- Work to complete
Reproduce each of the entries below word for word, including every line of text and every answer, but leave out the pictures.

-- begin Supplied records --

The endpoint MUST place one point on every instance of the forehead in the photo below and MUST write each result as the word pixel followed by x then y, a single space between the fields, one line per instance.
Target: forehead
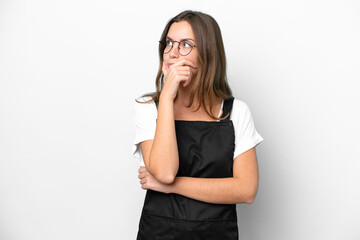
pixel 180 30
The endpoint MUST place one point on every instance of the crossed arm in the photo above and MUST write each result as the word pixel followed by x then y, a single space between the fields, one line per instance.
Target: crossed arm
pixel 163 163
pixel 241 188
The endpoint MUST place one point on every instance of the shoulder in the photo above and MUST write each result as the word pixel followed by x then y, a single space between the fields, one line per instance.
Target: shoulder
pixel 239 108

-- end Supplied records --

- Expected answer
The endpoint MUST place one point on every instance of the forehead in the photo below and MUST write each result as the word pixel followed by x then y, a single space between the fields, one line per instance.
Target: forehead
pixel 180 30
The endpoint MUST place one point on every instance of the crossed arm in the photo above and MUST write each result as the word pixel followed by x then y, a single space between the fields, one line per instance.
Target: crossed arm
pixel 163 163
pixel 241 188
The endpoint MUST place one point on every instance of the shoulder in the photo above and MUST write each result as the word pixel followed by x then y, a single space between the fields, one line per instance.
Target: shoulder
pixel 239 108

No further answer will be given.